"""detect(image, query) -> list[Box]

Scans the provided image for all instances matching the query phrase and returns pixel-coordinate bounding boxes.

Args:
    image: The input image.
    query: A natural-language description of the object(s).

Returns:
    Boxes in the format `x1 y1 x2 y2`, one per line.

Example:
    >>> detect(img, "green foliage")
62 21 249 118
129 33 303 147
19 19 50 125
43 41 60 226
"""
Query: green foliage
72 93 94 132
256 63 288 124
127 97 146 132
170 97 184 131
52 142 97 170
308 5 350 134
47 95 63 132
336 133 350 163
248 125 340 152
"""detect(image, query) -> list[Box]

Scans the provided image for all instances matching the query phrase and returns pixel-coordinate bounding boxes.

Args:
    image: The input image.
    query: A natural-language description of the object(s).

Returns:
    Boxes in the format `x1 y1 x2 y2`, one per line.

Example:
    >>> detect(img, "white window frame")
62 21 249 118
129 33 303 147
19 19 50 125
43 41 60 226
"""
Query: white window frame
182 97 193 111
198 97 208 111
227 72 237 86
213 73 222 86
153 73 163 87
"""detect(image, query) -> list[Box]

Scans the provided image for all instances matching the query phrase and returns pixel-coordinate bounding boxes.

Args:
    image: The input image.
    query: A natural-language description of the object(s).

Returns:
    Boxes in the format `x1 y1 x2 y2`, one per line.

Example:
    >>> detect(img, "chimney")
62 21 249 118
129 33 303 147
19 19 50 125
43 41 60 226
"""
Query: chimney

--------------------------------

_DIRECTIONS_:
Copy all of the records above word for word, with no changes.

_FULL RESPONSE_:
"""detect(image, query) -> list[Box]

Scans the provided image for all instances matching the query phrase and returns pixel-coordinate bounding boxes.

Args:
    image: The input image.
    query: A natural-language description of the object(s).

Returns:
    Boxes in the format `x1 y1 x2 y2`, one per line.

Example:
    >>> detect(img, "green foliage")
62 21 249 118
129 33 303 147
19 19 50 125
43 41 60 226
"""
Query: green foliage
72 93 94 132
256 63 288 124
127 97 146 132
170 97 184 131
52 142 97 170
308 5 350 134
47 95 63 132
336 133 350 163
248 125 340 152
"""detect(image, query) -> list[Box]

Scans the provided image for all instances matching the query phrase and returns pixel-coordinate bounding boxes.

Args:
    image: The input image.
    query: A natural-language description of the object(s).

Returns:
    Boxes in the format `x1 y1 x2 y2`, one per line.

Example:
    >>> detect(img, "white window frame")
62 21 249 118
129 33 303 147
19 19 50 125
43 41 60 226
"""
Query: white window frame
182 97 193 111
198 97 208 111
227 72 237 86
213 73 222 86
153 73 163 87
"""detect(image, query) -> list[Box]

Scans the provided image for all instances matching the query phrase and returns pixel-coordinate bounding boxes.

Args:
    image: The input image.
    query: A natural-language description of the object(s).

Returns:
    Boxes in the format `x1 y1 x2 y2`, one per line.

Example:
    >>> detect(img, "chimney")
62 21 249 118
129 33 303 147
19 19 50 125
43 41 60 226
"""
Query: chimney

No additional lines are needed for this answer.